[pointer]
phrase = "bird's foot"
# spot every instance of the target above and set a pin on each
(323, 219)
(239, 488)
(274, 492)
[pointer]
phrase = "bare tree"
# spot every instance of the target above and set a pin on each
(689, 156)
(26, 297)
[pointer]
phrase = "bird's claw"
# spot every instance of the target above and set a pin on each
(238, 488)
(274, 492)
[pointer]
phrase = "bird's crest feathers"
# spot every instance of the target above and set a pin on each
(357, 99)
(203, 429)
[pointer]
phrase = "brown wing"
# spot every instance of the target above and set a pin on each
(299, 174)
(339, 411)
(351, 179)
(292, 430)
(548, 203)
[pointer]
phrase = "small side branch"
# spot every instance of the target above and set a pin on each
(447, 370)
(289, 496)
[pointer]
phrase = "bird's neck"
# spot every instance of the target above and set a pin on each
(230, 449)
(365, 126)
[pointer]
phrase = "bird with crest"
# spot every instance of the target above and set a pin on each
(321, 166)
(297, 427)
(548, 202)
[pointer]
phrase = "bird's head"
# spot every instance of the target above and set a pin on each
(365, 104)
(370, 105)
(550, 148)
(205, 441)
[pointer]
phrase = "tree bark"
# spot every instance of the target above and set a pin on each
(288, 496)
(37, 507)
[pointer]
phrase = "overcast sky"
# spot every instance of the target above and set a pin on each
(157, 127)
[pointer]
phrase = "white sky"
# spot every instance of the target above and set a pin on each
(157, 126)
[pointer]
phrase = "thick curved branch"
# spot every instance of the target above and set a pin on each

+ + + + +

The records above need to be duplicated. Keep every word unchanged.

[pointer]
phrase = "bird's foot"
# spot every instance of the target above and set a pin on each
(323, 219)
(239, 488)
(274, 492)
[pointer]
phrase = "bare tree"
# spot every instance of the target above and set a pin on each
(689, 156)
(26, 297)
[pointer]
phrase = "bird's claw"
# spot every instance of the target above and set a pin on each
(238, 488)
(274, 492)
[pointer]
phrase = "bird's crest feathers"
# spot every instance of the target above and set a pin on each
(357, 99)
(203, 429)
[pointer]
phrase = "brown wing"
# spot every instance of the target above and set a pin on each
(299, 174)
(339, 411)
(351, 179)
(292, 430)
(548, 203)
[pointer]
phrase = "small side branch"
# spot every instance of the target above and set a pin on each
(447, 370)
(289, 496)
[pointer]
phrase = "bird's neck"
# spot every instance of the target above and set a pin on each
(230, 449)
(365, 126)
[pointer]
phrase = "bird with crest"
# spot every instance of the target above and set a pin on each
(321, 166)
(297, 427)
(548, 202)
[pointer]
phrase = "bird's head"
# spot every instance of the target above and set a pin on each
(365, 104)
(370, 105)
(550, 148)
(205, 441)
[pointer]
phrase = "tree bark"
# spot every instance of the target above and set a pin on each
(288, 496)
(37, 507)
[pointer]
phrase = "overcast sky"
# spot every instance of the target above and set a pin on each
(157, 127)
[pointer]
phrase = "white sky"
# spot every instance of the target above and set a pin on each
(157, 126)
[pointer]
phrase = "thick curved branch"
# spot every instance of the target above and set a pin on each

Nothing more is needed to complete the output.